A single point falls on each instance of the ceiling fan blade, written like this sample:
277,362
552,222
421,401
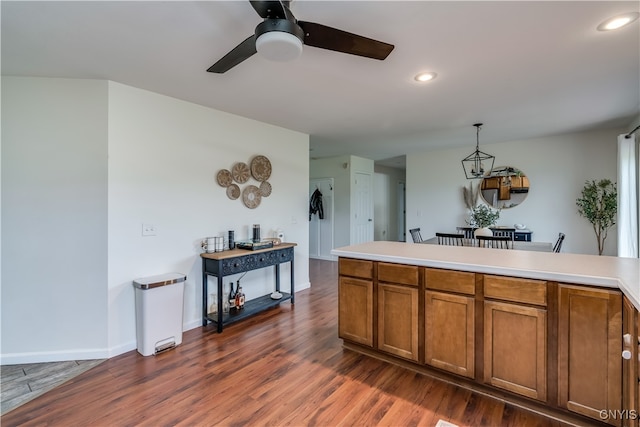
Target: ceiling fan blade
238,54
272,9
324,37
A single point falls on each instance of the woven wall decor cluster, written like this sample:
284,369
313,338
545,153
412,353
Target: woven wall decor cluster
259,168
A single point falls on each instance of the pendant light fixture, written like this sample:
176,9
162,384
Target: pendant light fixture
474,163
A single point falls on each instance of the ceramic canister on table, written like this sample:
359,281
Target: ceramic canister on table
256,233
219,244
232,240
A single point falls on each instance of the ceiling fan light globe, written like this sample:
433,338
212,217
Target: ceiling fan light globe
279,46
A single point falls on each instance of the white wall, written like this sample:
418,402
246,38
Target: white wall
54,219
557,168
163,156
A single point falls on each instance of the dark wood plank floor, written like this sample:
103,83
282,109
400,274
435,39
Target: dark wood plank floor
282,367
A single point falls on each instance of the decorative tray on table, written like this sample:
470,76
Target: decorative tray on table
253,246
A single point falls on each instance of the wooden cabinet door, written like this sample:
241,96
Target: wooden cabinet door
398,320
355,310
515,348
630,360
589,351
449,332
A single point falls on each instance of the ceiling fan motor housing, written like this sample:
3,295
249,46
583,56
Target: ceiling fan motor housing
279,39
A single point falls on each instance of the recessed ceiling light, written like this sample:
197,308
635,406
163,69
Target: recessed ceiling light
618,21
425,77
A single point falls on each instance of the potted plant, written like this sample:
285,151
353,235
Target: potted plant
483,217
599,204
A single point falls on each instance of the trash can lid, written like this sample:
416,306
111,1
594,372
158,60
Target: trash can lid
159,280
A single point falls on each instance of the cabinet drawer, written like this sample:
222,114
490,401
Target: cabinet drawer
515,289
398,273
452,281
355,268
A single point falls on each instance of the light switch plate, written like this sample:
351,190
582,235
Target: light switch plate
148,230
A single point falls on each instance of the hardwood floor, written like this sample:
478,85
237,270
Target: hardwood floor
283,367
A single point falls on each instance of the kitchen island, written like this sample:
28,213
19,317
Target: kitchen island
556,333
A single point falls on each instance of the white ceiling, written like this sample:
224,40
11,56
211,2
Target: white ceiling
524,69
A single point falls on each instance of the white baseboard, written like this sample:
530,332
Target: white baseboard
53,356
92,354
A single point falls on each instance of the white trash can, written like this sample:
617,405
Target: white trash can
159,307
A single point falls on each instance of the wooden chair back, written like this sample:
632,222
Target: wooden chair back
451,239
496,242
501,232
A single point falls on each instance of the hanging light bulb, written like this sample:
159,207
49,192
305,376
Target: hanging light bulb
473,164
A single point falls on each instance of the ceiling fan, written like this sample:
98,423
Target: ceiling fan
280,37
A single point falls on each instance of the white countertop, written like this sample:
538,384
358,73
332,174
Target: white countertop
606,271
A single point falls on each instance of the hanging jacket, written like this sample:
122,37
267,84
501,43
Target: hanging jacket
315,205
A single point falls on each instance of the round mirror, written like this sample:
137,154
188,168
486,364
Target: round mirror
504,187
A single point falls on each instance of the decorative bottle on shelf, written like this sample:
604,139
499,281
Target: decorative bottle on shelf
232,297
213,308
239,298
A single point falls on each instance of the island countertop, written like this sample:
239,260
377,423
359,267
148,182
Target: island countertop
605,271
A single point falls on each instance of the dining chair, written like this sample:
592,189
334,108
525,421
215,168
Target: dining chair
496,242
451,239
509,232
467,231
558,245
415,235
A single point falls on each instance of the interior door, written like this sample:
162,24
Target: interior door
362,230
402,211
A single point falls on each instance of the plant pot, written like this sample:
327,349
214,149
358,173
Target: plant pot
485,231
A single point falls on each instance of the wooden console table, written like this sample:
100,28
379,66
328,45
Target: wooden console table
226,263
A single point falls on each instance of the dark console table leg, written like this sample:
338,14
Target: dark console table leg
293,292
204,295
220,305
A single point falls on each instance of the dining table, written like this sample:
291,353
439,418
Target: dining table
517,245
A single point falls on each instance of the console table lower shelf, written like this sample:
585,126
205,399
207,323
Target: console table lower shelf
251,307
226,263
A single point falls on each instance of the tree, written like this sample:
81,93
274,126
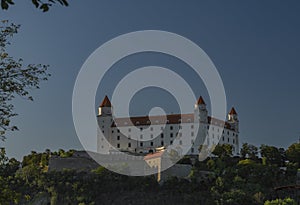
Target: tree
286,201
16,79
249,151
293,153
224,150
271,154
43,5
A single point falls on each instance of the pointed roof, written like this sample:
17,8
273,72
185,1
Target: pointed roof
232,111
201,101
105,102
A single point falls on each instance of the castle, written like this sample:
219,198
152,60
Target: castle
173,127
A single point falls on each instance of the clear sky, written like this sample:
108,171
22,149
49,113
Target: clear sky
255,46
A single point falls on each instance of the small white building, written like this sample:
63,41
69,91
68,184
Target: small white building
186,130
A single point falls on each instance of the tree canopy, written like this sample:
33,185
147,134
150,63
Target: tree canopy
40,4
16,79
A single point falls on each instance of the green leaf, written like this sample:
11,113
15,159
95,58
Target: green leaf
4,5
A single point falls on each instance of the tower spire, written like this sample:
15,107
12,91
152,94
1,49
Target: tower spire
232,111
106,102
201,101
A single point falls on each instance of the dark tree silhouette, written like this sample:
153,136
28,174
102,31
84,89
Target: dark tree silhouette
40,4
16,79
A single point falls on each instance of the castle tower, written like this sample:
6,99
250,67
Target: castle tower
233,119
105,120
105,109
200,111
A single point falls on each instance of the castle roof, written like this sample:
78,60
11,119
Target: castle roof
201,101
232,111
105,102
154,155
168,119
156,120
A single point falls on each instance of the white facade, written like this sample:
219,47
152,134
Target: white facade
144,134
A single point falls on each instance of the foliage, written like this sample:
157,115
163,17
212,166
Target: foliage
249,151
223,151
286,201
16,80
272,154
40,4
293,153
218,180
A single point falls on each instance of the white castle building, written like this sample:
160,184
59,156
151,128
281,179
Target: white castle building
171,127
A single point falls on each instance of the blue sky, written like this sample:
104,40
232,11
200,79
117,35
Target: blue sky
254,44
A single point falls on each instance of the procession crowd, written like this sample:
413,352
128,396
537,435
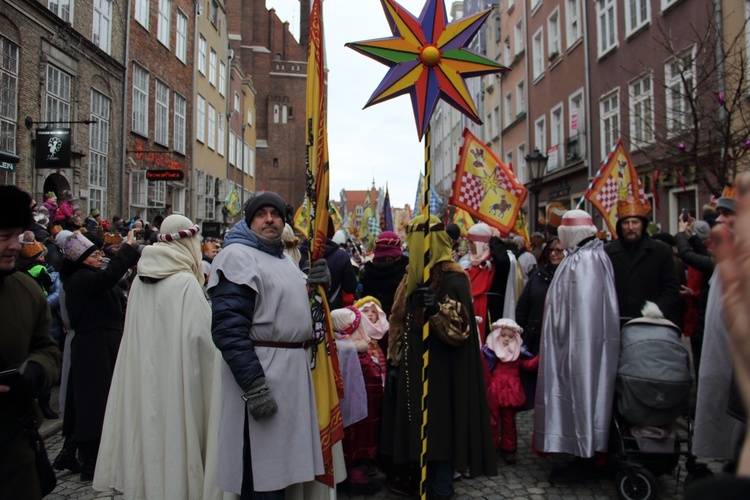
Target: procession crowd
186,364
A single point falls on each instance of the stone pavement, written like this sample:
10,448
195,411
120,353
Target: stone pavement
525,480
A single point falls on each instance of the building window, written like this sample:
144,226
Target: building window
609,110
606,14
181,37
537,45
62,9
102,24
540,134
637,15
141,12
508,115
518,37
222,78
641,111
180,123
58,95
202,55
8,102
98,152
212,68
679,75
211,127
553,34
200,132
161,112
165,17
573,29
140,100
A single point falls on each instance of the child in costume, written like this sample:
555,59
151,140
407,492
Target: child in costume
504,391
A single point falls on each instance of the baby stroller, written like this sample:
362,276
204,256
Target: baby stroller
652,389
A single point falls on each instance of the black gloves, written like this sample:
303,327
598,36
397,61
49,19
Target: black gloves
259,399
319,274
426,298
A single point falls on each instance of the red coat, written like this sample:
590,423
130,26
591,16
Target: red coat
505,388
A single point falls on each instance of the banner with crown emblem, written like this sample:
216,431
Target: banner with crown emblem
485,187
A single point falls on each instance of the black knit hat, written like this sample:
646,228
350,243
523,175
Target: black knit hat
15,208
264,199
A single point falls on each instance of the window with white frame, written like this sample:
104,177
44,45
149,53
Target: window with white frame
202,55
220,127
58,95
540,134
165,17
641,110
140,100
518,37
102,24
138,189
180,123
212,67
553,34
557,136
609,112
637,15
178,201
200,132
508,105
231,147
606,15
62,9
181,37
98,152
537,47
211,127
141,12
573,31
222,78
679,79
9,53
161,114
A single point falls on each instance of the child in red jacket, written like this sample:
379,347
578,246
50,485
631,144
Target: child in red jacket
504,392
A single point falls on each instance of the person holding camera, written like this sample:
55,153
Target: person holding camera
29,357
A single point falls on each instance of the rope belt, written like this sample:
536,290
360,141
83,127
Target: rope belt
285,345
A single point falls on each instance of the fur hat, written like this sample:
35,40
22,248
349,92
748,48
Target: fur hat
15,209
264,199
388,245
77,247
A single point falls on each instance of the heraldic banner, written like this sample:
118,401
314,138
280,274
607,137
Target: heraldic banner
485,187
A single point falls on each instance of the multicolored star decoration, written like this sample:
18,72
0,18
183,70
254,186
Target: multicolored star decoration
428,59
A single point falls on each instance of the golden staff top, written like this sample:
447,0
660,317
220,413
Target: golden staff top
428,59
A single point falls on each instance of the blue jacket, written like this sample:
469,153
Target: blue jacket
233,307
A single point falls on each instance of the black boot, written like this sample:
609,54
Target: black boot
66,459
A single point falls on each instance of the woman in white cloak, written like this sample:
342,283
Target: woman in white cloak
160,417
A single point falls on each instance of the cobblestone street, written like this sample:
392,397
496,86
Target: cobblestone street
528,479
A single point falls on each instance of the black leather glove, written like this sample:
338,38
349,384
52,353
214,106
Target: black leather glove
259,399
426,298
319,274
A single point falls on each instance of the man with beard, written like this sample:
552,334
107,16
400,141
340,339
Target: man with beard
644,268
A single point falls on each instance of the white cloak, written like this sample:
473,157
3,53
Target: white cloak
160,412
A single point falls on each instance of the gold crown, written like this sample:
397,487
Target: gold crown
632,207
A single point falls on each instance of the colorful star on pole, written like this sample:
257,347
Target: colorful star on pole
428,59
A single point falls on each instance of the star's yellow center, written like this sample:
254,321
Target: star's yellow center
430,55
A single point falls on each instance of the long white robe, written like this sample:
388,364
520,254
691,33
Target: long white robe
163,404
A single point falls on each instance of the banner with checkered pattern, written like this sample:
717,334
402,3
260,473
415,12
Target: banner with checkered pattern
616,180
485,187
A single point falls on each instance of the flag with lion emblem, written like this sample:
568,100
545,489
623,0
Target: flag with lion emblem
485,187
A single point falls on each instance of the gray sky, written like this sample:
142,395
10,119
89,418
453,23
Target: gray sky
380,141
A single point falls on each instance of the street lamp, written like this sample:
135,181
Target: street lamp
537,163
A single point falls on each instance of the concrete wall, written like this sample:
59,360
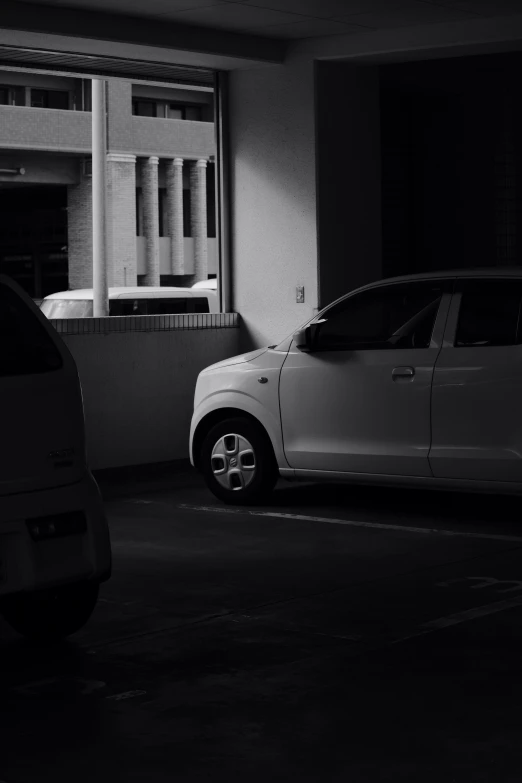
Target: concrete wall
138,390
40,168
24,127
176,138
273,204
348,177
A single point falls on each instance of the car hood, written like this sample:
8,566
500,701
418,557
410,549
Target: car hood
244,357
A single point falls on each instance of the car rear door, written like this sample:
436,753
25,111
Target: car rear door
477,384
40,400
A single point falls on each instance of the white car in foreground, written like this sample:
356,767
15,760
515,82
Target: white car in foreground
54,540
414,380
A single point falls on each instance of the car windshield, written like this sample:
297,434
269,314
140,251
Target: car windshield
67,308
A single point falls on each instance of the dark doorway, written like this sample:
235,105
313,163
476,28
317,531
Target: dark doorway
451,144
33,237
————
What to work on: Return exactly the lines from the one containing "car hood, written" through the last line of the records above, both included, and nothing else.

Response to the exercise:
A single point falls on each instance of the car hood, written like this sample:
8,566
500,701
418,557
410,549
Target: car hood
244,357
A single point falls on each instance of the car rear door, written like this sample:
436,753
25,111
Target: car rear door
477,384
40,400
A single point falls on each instance of the white car in foreground, written like this sample:
356,767
15,760
515,82
Target: white car in foreground
54,540
414,380
A single point falls on each instance of the car windshield, written like this sample:
297,434
269,314
140,251
Target: car windshield
67,308
A single point falls on each instance of the dark doorway, written like this sample:
235,105
313,163
476,28
317,531
Target: dark doorway
451,144
33,237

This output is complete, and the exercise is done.